— Start of Passage to read —

Mr. Wolin also discussed the status of the Consumer Financial Protection Bureau (CFPB) and the recent appointment of Elizabeth Warren to serve as special advisor in connection with the creation of the CFPB. He stated that on July 21, 2011, or one year from enactment of Dodd-Frank, the CFPB will assume existing authorities of seven agencies, including the OCC, OTS, Federal Reserve, FDIC, HUD, FTC and NCUA. To that end, Treasury has already made plans for meeting Dodd-Frank’s deadlines. Under tense questioning from Sen. Bob Corker (R-TN), Mr. Wolin assured the Committee that Ms. Warren wouldn’t have the powers to write rules for the CFPB because she had not been confirmed by the Senate. “Treasury’s powers are quite limited there,” he said.

Chairman Bernanke gave an update on the Federal Reserve’s progress, noting that Dodd-Frank requires the Federal Reserve to complete more than 50 rulemakings and sets of formal guidelines. A transition team headed by Federal Reserve Governor Elizabeth Duke is working with Treasury in creating the CFPB. He also discussed efforts by the Federal Reserve to increase the transparency of its balance sheet and liquidity programs. Under Dodd-Frank, by December 1, 2010, the Federal Reserve is required to provide detailed information regarding individual transactions conducted across a range of credit and liquidity programs during the period from December 1, 2007 until July 20, 2010. On an ongoing basis, the Federal Reserve will also be providing updated information regarding its counterparties and transactions.

Chairman Bair noted the 44 rulemakings for which the FDIC was responsible. “Implementation will require extensive coordination among the regulatory agencies and will fundamentally change the way we regulate large complex financial institutions,” she noted. In her prepared testimony, Chairman Bair supported an increase in the FDIC’s minimum reserve ratio above the Dodd-Frank-mandated level of 1.35% of insured deposits. Previously the ratio had been 1.15%. Chairman Bair warned that even an increase would not ensure banks would not have high deposit insurance assessment ratios when they “are strained by a crisis and are least able to pay.”

Dodd-Frank provides for an orderly liquidation of “financial companies” whose failure would have “serious adverse effects on financial stability in the United States.” Following a theme she raised in a roundtable discussion regarding Dodd-Frank’s new resolution authority, she noted that thecourt-appointed examiner in the Lehman Brothers bankruptcy had found that “the lack of a disaster plan contributed to the chaos of its bankruptcy and the liquidation of its brokerage.” Dodd-Frank requires the FDIC and the Federal Reserve to jointly issue regulations within 18 months of enactment to implement new resolution planning and reporting requirements that apply to bank holding companies with more than $50 billion in assets.

— End of Passage to read —

◆ **To-do list**:
[1] Answer these questions from the passage on Dodd-Frank implementation:
(a) On what date will the CFPB assume the existing authorities of seven agencies?
(b) Who heads the transition team working with Treasury to create the CFPB?
(c) How many rulemakings did Chairman Bair say the FDIC was responsible for?
[2] Reproduce the stretch of the passage on Dodd-Frank implementation from "Chairman Bernanke gave" through "counterparties and transactions.".
[3] Carry the passage on Dodd-Frank implementation further, picking up after its final sentence.

— Start of Given records —

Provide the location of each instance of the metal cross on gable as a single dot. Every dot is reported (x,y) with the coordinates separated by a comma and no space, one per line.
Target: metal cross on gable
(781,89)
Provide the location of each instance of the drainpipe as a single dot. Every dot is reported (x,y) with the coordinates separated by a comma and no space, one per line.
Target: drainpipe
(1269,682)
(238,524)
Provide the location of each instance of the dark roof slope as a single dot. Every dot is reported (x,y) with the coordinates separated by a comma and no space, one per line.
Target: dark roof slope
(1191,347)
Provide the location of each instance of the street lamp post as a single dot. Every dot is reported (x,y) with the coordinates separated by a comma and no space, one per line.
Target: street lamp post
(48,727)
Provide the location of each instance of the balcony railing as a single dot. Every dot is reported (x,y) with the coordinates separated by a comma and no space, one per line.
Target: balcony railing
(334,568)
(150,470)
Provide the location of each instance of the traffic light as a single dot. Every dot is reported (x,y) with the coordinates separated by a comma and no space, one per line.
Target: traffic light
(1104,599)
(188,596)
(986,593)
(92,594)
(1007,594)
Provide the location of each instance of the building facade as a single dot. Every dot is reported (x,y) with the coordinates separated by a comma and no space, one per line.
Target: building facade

— End of Given records —

◆ **Results**:
[1]
(a) July 21, 2011
(b) Federal Reserve Governor Elizabeth Duke
(c) 44

[2]
Chairman Bernanke gave an update on the Federal Reserve’s progress, noting that Dodd-Frank requires the Federal Reserve to complete more than 50 rulemakings and sets of formal guidelines. A transition team headed by Federal Reserve Governor Elizabeth Duke is working with Treasury in creating the CFPB. He also discussed efforts by the Federal Reserve to increase the transparency of its balance sheet and liquidity programs. Under Dodd-Frank, by December 1, 2010, the Federal Reserve is required to provide detailed information regarding individual transactions conducted across a range of credit and liquidity programs during the period from December 1, 2007 until July 20, 2010. On an ongoing basis, the Federal Reserve will also be providing updated information regarding its counterparties and transactions.

[3]
Chairman Schapiro noted that the SEC is responsible for over 100 rulemakings, many of which require action within one year. She stated that the SEC is guided by new internal processes regarding public consultation for comment and increased transparency. She noted that the SEC would be working with the CFTC in writing rules to address capital, margin and mandatory clearing requirements, operation of swap execution facilities, business conduct standards for swap dealers, and public transparency for transactional information. She expected to begin issuing rule proposals relating to OTC derivatives in October.

By July 2011, all hedge fund advisers and private equity fund advisers will be required to register with the SEC. Chairman Shapiro noted that the SEC staff has been collecting the systemic risk information required and held both internal and external discussions, and was on track to propose rules between October and December 2010. She also noted the deadlines with respect to executive compensation under Dodd-Frank: rules related to Section 951 requiring shareholder say on pay votes will be issued in time for the 2011 proxy season; with respect to Section 957, rules prohibiting broker voting on all executive compensation matters had already been approved; the SEC anticipates proposing rules related to Section 952 for compensation committee independence in the near future; rules related to Sections 953, 953 and 955 will be proposed by July 2011; and, finally, the SEC is working with other federal regulators to implement Section 956 relating to incentive-based compensation disclosure requirement for covered financial entities.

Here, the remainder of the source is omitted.